● **Records for this exercise**
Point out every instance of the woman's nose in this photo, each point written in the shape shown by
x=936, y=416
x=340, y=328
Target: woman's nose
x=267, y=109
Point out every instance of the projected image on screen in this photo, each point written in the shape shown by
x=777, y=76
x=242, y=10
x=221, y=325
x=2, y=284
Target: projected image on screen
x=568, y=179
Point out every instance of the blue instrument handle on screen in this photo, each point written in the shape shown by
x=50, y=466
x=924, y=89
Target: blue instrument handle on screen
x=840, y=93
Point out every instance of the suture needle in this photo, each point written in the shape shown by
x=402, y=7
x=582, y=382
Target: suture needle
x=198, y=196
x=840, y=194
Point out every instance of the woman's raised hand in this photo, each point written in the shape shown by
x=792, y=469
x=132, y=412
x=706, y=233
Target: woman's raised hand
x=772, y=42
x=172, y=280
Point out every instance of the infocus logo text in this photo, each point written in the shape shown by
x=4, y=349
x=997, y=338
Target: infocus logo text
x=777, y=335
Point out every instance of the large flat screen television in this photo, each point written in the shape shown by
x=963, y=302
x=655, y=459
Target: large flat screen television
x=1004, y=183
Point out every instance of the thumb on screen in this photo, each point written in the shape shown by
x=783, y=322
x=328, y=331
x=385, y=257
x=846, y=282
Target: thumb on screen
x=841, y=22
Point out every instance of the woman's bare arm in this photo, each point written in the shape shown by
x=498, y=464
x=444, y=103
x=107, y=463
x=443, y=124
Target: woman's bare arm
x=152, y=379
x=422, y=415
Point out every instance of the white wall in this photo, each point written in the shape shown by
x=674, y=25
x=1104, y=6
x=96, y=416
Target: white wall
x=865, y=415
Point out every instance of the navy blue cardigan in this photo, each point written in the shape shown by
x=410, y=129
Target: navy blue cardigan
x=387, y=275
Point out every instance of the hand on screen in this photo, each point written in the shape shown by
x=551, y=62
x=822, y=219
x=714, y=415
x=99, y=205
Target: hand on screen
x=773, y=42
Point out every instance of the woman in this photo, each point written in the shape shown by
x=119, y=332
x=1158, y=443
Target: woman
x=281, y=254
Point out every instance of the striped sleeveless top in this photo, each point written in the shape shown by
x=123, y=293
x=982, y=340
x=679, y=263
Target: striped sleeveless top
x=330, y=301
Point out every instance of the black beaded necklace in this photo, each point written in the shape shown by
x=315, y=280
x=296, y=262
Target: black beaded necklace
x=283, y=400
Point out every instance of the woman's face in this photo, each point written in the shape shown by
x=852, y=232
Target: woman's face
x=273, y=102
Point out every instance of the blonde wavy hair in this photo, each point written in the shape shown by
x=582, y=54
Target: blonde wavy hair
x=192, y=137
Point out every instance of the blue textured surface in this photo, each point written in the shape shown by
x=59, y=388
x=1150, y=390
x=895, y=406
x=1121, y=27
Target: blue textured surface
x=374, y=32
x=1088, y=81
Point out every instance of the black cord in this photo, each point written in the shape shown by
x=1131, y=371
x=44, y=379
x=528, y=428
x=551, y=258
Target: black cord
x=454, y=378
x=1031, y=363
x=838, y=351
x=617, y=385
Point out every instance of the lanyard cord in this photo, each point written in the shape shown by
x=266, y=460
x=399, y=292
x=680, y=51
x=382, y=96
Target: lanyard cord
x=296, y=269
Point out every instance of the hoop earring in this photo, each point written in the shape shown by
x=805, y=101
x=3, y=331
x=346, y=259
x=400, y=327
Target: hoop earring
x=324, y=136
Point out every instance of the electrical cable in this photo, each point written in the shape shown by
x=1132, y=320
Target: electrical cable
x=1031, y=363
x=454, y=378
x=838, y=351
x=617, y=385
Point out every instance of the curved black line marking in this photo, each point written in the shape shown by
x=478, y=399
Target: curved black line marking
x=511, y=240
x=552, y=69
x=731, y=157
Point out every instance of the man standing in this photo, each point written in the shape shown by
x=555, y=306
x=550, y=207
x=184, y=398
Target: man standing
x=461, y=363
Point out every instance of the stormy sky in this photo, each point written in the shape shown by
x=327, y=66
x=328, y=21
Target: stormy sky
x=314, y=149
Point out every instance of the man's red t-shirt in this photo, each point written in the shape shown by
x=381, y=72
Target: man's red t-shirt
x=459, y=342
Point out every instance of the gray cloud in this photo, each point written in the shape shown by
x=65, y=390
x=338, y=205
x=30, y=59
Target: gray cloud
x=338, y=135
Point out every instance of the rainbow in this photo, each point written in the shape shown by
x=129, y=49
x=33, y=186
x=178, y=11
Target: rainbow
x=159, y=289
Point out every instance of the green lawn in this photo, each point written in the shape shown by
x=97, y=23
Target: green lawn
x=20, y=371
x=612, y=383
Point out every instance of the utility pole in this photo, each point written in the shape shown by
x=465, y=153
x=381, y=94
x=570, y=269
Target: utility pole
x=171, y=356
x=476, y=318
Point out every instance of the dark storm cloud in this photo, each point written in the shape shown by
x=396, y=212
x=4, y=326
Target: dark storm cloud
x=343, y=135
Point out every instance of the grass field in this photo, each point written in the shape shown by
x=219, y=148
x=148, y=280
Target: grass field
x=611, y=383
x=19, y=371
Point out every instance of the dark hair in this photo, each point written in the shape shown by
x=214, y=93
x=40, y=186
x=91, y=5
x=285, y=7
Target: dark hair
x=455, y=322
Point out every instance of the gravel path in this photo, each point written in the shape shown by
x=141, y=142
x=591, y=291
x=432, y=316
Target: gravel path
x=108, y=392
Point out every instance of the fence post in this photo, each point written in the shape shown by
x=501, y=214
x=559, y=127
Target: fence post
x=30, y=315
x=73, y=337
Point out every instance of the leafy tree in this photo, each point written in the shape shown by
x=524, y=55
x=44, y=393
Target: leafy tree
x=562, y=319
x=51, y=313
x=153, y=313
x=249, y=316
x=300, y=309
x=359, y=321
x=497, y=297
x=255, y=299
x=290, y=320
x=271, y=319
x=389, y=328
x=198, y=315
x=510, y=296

● **What is asked**
Return every entry exactly as given.

● **Result of the task**
Point out every instance of the woman's nose in this photo, each point written in the shape shown by
x=936, y=416
x=340, y=328
Target: woman's nose
x=267, y=109
Point out every instance of the projected image on screen in this photo, each point written in the shape shown by
x=777, y=76
x=242, y=10
x=221, y=325
x=2, y=284
Target: projected image on screen
x=568, y=179
Point out every instance of the blue instrument handle on screen in this photo, each point written in the shape shown by
x=50, y=466
x=924, y=89
Target: blue instrument handle on screen
x=840, y=93
Point out every instance of the suture needle in this photo, each point written in the shape shown by
x=402, y=7
x=582, y=382
Target: suture needle
x=198, y=196
x=840, y=194
Point out every instance of the woman's raised hand in this photo, each point written in the shape shown by
x=792, y=469
x=132, y=412
x=706, y=233
Target: woman's raised hand
x=772, y=42
x=172, y=280
Point out every instance of the infocus logo text in this photo, each point written in the shape shown by
x=4, y=349
x=997, y=338
Target: infocus logo text
x=777, y=335
Point out every instance of the large flat screen television in this photo, each point written in the shape shown by
x=963, y=302
x=655, y=459
Target: large flat screen television
x=1004, y=183
Point out every instance of the thumb on screen in this photo, each point written in the shape shown by
x=783, y=322
x=328, y=331
x=385, y=257
x=846, y=282
Target: thumb on screen
x=841, y=22
Point out every instance of the woman's bare arm in this photo, each point written in the shape shown by
x=498, y=464
x=444, y=103
x=107, y=463
x=443, y=124
Target: woman's bare arm
x=152, y=379
x=422, y=415
Point out every instance of the white wall in this photo, each point written in the shape shown by
x=674, y=25
x=1104, y=6
x=96, y=416
Target: white wall
x=865, y=415
Point out every instance of the navy blue cardigan in this photo, each point written in the shape shown by
x=410, y=129
Target: navy blue cardigan
x=387, y=275
Point out every instance of the hand on screen in this photo, each point written in the shape shown by
x=551, y=62
x=822, y=219
x=714, y=415
x=99, y=205
Target: hand on screen
x=773, y=42
Point out every instance of the woman in this photo, each point written in the shape shown by
x=119, y=332
x=1158, y=443
Target: woman
x=281, y=254
Point out every instance of the striped sleeveless top in this photo, each point written in the shape shown by
x=123, y=293
x=982, y=340
x=679, y=263
Target: striped sleeveless top
x=330, y=301
Point out every instance of the black beaded necklace in this photo, each point written in the shape shown by
x=315, y=280
x=296, y=262
Target: black beaded necklace
x=283, y=400
Point out every instance of the woman's face in this photo, each point written in the shape shown by
x=852, y=232
Target: woman's face
x=273, y=102
Point out every instance of the blonde wavy hair in this photo, each point written in the shape shown by
x=582, y=54
Target: blonde wavy hair
x=192, y=137
Point out every instance of the blue textured surface in this photo, each point written in the shape shown by
x=59, y=388
x=1150, y=390
x=895, y=406
x=1121, y=27
Target: blue textured surface
x=374, y=32
x=1088, y=81
Point out every instance of the black cord in this photo, each point written in the shape shown by
x=1131, y=371
x=44, y=379
x=528, y=428
x=551, y=258
Target: black cord
x=454, y=378
x=1031, y=363
x=838, y=351
x=617, y=385
Point out every instance of the lanyard cord in this photo, each point written in the shape shown by
x=266, y=460
x=399, y=292
x=680, y=51
x=382, y=96
Target: lanyard cord
x=296, y=269
Point out every instance of the hoop earring in this photo, each point written in the shape shown by
x=805, y=101
x=3, y=331
x=346, y=259
x=400, y=327
Target: hoop earring
x=324, y=136
Point out every instance of the electrical cable in this photo, each point written in the shape shown by
x=1132, y=320
Target: electrical cable
x=1031, y=363
x=454, y=378
x=838, y=351
x=617, y=385
Point out every instance of the curved black line marking in this photo, each point written in the shape shown by
x=478, y=399
Target: curved black line marking
x=511, y=240
x=552, y=69
x=731, y=157
Point out every instance of the man standing in this photo, each point written in the shape shown by
x=555, y=306
x=550, y=207
x=184, y=398
Target: man standing
x=461, y=363
Point out every instance of the stormy sky in this photo, each point written in the shape shown by
x=327, y=66
x=328, y=21
Target: stormy sky
x=314, y=149
Point out every instance of the man's red t-shirt in this photo, each point written in the shape shown by
x=381, y=72
Target: man's red t-shirt
x=459, y=342
Point out every instance of the gray cloud in this photo, each point written in the shape shown by
x=65, y=390
x=338, y=205
x=30, y=59
Target: gray cloud
x=338, y=135
Point out every instance of the rainbow in this photo, each point written in the shape shown by
x=129, y=49
x=33, y=186
x=178, y=11
Target: rainbow
x=159, y=289
Point out every instance of the green lawn in this photo, each point written in the shape shown by
x=97, y=23
Target: green lawn
x=20, y=371
x=612, y=383
Point out every instance of the utility pole in this photo, each point written in the shape shown by
x=465, y=153
x=381, y=94
x=570, y=269
Target: utility pole
x=171, y=356
x=476, y=318
Point out every instance of the dark storm cloud in this photo, each point written in the shape shown by
x=396, y=212
x=4, y=326
Target: dark storm cloud
x=343, y=135
Point out every instance of the grass field in this photo, each point written in the shape shown by
x=219, y=148
x=148, y=280
Target: grass field
x=611, y=383
x=19, y=371
Point out every instance of the dark hair in this photo, each point written in the shape shown by
x=214, y=93
x=40, y=186
x=91, y=5
x=285, y=7
Target: dark hair
x=455, y=322
Point out every instance of the gravel path in this photo, each point written in the shape shown by
x=141, y=142
x=591, y=291
x=432, y=316
Target: gravel path
x=108, y=392
Point out every instance of the fence post in this photo, each point written in the shape shown by
x=501, y=214
x=559, y=127
Target: fence post
x=30, y=315
x=73, y=337
Point out every instance of the leafy tree in this photo, each point written in the shape shown by
x=524, y=55
x=44, y=393
Target: leafy tree
x=562, y=319
x=51, y=313
x=153, y=313
x=249, y=316
x=300, y=309
x=359, y=321
x=497, y=297
x=255, y=299
x=290, y=320
x=271, y=319
x=389, y=328
x=198, y=315
x=510, y=296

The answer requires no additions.